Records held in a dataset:
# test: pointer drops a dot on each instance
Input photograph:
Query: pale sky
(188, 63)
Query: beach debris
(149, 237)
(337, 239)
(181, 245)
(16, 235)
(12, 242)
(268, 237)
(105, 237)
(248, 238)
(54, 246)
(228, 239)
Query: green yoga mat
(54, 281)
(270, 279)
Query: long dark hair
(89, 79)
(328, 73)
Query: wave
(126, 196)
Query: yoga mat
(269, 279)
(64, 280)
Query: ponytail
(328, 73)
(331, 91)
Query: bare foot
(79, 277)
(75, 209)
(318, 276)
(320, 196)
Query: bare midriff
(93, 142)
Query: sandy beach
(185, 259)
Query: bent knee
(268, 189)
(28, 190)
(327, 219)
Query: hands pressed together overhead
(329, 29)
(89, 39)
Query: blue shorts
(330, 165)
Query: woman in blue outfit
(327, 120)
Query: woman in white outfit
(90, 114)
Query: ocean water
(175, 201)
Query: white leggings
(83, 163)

--

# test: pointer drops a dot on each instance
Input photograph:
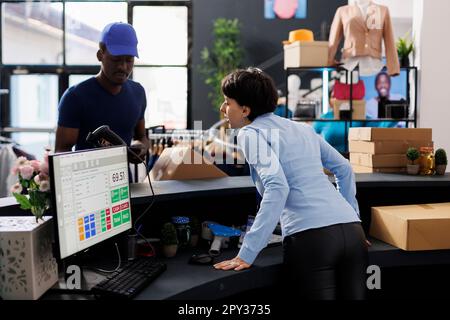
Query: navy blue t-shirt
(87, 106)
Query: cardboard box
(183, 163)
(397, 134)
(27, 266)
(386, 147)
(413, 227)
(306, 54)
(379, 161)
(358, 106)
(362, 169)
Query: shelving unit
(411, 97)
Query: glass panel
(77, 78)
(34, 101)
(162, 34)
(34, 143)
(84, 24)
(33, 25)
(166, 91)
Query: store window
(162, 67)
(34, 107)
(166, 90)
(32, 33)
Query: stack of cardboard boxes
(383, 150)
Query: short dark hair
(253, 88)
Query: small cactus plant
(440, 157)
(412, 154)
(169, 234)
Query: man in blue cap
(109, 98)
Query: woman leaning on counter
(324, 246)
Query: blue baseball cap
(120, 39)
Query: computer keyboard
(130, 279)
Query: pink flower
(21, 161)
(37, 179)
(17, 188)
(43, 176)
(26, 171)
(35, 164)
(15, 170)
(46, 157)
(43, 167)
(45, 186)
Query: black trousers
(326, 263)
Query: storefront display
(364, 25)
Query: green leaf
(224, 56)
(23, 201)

==

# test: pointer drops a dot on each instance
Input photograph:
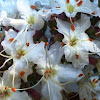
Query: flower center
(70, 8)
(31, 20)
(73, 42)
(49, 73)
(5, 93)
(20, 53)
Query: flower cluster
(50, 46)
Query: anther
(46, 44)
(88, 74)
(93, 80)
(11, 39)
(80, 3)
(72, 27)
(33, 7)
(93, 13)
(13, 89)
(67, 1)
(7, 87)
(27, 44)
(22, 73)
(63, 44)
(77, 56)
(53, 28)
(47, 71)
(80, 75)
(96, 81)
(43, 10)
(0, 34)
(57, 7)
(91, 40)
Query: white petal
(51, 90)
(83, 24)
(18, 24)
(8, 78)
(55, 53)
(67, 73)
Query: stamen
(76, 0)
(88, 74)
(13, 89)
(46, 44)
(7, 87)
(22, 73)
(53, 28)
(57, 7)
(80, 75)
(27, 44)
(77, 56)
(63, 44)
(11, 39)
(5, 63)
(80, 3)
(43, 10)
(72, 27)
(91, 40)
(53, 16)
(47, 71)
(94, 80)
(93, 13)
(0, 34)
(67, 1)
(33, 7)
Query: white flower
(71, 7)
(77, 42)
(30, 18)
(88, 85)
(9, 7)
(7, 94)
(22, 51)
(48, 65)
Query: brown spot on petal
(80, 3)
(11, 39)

PROBLEM STATEMENT: Tally the lines in the items above that contain the word "green" and reply with only that number.

RESULT OF THIS EXERCISE: 2